[Start TEXT EXTRACT]

Wakefield F.C. was an English football club based in Wakefield, West Yorkshire. The club was previously based in the village of Emley and was known as Emley A.F.C. from 1903 to 2002. The club was wound up in June 2014 and all history and records were returned to Emley A.F.C. in July 2022.

History
Formed in 1903 and began in the village of Emley in the local Huddersfield District League, the club graduated via the West Riding League to the Northern Premier League.
The club enjoyed relative success in the Amateur ranks before the move to Wakefield (see Emley A.F.C.).

After a poor to average couple of seasons in the late 90's and early 00's and with ambitions from the chairman, it emerged that Emley were looking to leave the village. This was due to ground regulation gradings. The League brought in new regulations, concerning three-sided grounds, that meant Emley would be thrown out of the league unless they spent vast amounts upgrading.  The club was unable to expand their ground and were forced to look for a new one. A ground share with Rugby League club Wakefield Trinity Wildcats was suggested, then the club played a couple of games at Wakefield's Belle Vue ground. Although primarily a rugby city, the club moved to Wakefield's Belle Vue for their home games in the 2000–01 season.

Club moves to Wakefield
At their new ground striker Simeon Bambrook scored 30 goals and Danny Day 23 for Emley, during the season. They led the league for much of the season, amassing 100 points but finished second. Emley reached the Sheffield Cup Final, only to lose to Doncaster Rovers 2–1 at Hillsborough and Simeon Bambrook gained an England semi-professional side call-up.

[End TEXT EXTRACT]
[Start ROWS]

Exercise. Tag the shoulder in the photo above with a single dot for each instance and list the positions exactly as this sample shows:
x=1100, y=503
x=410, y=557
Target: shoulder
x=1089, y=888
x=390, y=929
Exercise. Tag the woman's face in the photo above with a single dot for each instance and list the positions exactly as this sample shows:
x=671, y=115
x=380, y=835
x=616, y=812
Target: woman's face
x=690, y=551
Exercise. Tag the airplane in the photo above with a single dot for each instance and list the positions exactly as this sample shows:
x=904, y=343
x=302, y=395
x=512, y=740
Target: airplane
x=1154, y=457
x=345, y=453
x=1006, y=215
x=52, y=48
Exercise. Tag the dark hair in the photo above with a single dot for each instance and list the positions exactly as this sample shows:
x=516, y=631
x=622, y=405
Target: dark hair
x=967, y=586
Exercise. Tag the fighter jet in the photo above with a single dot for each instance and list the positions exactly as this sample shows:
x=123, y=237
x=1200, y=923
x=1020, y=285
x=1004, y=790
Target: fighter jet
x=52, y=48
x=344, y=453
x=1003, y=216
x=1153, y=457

[End ROWS]

> [REQUIRED TASK] In the Wakefield F.C. text, give everything from "Wakefield F.C. was" down to "Northern Premier League." again, with "club" swapped for "team".

> [RESULT FOR THIS EXERCISE]
Wakefield F.C. was an English football team based in Wakefield, West Yorkshire. The team was previously based in the village of Emley and was known as Emley A.F.C. from 1903 to 2002. The team was wound up in June 2014 and all history and records were returned to Emley A.F.C. in July 2022.

History
Formed in 1903 and began in the village of Emley in the local Huddersfield District League, the team graduated via the West Riding League to the Northern Premier League.